- [GIVEN INFORMATION]:
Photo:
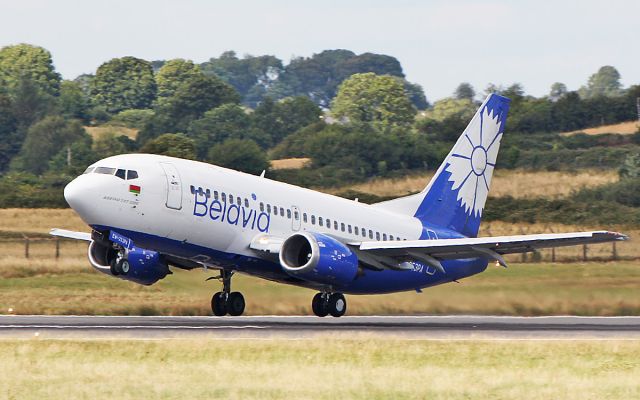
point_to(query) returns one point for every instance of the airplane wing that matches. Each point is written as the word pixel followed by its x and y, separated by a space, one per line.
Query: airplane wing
pixel 394 254
pixel 70 234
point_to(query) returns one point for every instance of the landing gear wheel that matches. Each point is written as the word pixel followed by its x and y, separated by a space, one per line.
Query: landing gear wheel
pixel 235 304
pixel 219 304
pixel 319 305
pixel 337 305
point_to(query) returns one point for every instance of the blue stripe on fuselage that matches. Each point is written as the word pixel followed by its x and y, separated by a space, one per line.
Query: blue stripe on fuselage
pixel 369 282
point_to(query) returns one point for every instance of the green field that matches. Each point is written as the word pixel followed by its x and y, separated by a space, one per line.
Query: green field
pixel 70 286
pixel 322 368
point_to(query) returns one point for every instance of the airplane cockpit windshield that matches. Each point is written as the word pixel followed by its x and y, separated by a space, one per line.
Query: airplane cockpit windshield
pixel 119 172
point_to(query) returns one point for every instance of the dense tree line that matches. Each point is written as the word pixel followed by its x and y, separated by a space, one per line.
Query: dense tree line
pixel 354 115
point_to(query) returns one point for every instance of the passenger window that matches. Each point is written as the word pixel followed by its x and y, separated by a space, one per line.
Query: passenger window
pixel 105 170
pixel 132 174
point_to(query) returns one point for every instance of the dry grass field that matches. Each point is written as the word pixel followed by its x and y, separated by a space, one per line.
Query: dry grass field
pixel 322 368
pixel 515 183
pixel 623 128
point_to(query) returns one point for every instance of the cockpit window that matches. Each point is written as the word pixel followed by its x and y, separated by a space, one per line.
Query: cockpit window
pixel 131 174
pixel 105 170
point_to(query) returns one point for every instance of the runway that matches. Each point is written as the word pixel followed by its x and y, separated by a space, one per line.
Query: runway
pixel 436 327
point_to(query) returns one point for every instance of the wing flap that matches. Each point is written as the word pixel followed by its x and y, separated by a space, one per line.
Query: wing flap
pixel 491 247
pixel 70 234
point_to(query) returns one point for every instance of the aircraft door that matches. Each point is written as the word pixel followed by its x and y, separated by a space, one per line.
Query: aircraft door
pixel 174 187
pixel 295 218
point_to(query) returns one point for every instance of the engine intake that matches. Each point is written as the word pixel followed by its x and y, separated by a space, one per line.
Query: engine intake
pixel 145 266
pixel 318 258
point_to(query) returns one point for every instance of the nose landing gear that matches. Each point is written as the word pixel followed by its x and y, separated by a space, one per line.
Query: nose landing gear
pixel 227 302
pixel 324 304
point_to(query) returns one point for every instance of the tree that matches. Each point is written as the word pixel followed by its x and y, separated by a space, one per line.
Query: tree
pixel 45 139
pixel 218 125
pixel 193 98
pixel 377 99
pixel 558 89
pixel 171 144
pixel 72 100
pixel 239 154
pixel 173 73
pixel 605 82
pixel 123 84
pixel 31 62
pixel 465 91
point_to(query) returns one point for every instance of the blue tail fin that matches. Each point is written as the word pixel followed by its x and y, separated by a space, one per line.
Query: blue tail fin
pixel 456 195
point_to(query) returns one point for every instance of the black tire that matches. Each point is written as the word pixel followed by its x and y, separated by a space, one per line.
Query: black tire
pixel 124 266
pixel 219 304
pixel 319 305
pixel 113 266
pixel 337 305
pixel 235 304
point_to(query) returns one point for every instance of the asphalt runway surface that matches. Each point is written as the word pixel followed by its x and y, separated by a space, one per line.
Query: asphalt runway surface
pixel 435 327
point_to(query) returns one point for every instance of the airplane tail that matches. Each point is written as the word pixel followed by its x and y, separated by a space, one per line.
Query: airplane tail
pixel 456 195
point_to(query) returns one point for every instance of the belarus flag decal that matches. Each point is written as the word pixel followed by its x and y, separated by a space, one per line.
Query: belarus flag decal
pixel 135 189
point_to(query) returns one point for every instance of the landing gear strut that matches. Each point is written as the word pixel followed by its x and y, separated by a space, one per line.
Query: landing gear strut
pixel 324 304
pixel 227 302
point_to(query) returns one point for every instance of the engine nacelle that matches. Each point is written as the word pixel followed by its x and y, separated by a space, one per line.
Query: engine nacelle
pixel 144 266
pixel 318 258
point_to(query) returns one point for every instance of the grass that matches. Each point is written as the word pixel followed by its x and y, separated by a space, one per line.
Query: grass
pixel 515 183
pixel 325 368
pixel 624 128
pixel 44 285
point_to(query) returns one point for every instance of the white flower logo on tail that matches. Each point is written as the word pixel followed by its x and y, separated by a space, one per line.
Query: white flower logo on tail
pixel 473 159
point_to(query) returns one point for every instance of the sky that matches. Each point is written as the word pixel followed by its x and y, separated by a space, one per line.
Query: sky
pixel 438 43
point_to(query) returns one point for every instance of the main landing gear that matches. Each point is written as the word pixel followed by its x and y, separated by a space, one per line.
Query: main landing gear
pixel 227 302
pixel 324 304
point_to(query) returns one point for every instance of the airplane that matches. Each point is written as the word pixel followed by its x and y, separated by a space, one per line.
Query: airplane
pixel 149 213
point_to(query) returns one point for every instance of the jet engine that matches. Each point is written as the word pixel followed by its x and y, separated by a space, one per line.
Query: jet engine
pixel 134 264
pixel 318 258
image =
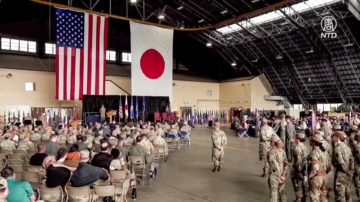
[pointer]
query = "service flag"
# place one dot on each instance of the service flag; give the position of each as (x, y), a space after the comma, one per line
(132, 108)
(126, 108)
(151, 60)
(81, 44)
(120, 109)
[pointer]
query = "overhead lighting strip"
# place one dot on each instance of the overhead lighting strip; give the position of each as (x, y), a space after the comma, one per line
(273, 15)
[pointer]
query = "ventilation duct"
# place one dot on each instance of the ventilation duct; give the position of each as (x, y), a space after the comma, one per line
(280, 99)
(354, 7)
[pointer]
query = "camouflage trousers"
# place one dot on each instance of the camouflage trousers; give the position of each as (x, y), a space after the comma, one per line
(342, 187)
(318, 189)
(300, 188)
(277, 190)
(218, 157)
(356, 181)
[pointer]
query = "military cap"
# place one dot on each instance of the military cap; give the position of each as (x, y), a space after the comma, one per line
(3, 183)
(7, 135)
(300, 135)
(316, 138)
(319, 132)
(340, 134)
(337, 127)
(84, 154)
(274, 138)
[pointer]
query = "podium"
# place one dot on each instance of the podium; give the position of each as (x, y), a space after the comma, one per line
(110, 114)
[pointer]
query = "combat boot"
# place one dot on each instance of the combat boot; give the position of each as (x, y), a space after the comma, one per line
(264, 173)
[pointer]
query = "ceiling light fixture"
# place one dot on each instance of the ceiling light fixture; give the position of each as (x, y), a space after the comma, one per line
(161, 16)
(310, 51)
(349, 44)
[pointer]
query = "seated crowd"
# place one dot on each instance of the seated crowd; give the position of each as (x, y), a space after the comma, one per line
(79, 157)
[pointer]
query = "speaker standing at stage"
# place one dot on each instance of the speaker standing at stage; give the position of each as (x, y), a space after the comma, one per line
(102, 113)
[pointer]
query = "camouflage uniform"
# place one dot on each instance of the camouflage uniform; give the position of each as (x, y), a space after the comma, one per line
(301, 153)
(343, 162)
(282, 129)
(45, 137)
(318, 165)
(266, 132)
(356, 154)
(277, 161)
(219, 140)
(26, 145)
(128, 141)
(35, 137)
(8, 144)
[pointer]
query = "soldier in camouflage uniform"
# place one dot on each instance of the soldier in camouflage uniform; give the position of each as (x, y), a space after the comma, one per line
(219, 140)
(266, 132)
(319, 165)
(7, 143)
(343, 162)
(26, 144)
(299, 171)
(282, 127)
(35, 136)
(351, 140)
(278, 168)
(356, 154)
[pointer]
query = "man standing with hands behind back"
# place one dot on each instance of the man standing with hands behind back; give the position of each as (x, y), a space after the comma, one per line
(219, 140)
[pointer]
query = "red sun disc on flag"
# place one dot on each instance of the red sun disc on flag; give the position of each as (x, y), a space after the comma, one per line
(152, 64)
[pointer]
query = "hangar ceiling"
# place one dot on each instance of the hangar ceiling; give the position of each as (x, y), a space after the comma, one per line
(280, 39)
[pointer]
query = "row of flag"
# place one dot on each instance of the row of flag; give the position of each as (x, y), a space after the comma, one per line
(133, 113)
(199, 117)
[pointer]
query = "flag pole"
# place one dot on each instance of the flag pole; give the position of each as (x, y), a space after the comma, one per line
(119, 112)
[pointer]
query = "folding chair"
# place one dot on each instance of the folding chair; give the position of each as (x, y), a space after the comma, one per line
(51, 194)
(160, 150)
(33, 178)
(137, 165)
(6, 151)
(31, 151)
(71, 163)
(103, 191)
(76, 194)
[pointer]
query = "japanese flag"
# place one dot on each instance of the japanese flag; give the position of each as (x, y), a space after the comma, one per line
(151, 60)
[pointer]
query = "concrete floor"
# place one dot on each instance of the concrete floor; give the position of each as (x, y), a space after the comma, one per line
(188, 177)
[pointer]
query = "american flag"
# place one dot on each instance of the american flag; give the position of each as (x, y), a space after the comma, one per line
(81, 43)
(120, 109)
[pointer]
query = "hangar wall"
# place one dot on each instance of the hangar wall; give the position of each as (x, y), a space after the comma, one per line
(244, 92)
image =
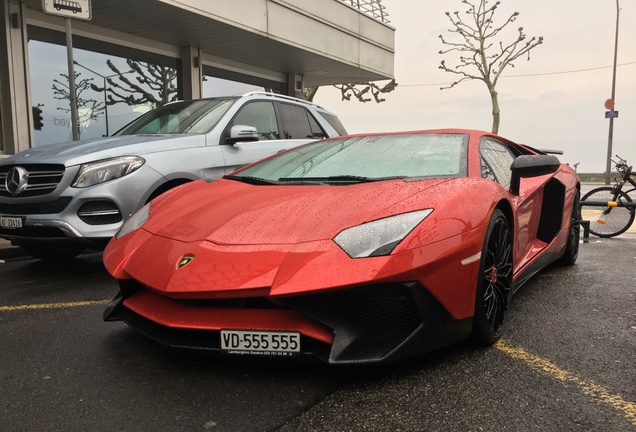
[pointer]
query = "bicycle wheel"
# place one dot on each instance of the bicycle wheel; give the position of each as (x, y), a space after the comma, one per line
(631, 193)
(607, 221)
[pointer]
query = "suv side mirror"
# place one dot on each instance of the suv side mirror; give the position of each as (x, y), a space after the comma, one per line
(531, 166)
(242, 133)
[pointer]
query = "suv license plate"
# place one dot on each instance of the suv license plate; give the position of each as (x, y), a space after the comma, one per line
(267, 343)
(10, 222)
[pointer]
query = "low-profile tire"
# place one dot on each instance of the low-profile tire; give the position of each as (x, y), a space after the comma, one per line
(574, 234)
(606, 222)
(53, 252)
(494, 282)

- [EXERCISE]:
Return only the part of the records above that opens with the line containing "Query: aircraft door" and closes with the line containing "the engine intake", ends included.

- [RESPONSE TO THIS EXERCISE]:
Query: aircraft door
pixel 174 187
pixel 295 218
point_to(query) returns one point for every instance of the engine intake that matches. Each point is written as the word pixel followed by its x and y, separated by a space, one per line.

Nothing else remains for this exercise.